Segment Start: Given entries

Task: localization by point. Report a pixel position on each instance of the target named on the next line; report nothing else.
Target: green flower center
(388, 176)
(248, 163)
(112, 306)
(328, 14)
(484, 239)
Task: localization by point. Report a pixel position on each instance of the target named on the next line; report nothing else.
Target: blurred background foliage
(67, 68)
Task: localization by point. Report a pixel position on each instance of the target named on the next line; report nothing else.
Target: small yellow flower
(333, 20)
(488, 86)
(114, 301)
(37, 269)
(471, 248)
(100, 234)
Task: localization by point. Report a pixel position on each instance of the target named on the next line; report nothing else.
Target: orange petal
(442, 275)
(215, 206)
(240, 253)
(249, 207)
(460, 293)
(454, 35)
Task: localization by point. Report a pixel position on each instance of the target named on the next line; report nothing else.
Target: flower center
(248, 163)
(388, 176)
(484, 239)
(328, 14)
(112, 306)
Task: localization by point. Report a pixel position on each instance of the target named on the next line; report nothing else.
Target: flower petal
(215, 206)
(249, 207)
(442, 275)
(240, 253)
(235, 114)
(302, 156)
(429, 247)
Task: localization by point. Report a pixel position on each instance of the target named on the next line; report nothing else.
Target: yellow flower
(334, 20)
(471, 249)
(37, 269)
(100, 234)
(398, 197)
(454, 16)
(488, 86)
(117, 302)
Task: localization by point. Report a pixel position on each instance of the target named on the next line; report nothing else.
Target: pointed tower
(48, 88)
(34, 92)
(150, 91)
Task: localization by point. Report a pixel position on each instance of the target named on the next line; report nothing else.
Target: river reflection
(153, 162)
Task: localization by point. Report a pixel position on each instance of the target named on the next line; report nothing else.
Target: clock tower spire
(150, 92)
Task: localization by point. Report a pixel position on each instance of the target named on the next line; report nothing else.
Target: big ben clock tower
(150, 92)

Segment End: Given entries

◆ **Task prompt**: Quote verbatim the line containing "Target: clock tower spire" and every line after it through the end of the records above.

◆ **Written response**:
Target: clock tower spire
(150, 92)
Task: localization by point. Report a pixel position on each instance of the target named on the next line; report nothing else.
Target: big ben clock tower
(150, 92)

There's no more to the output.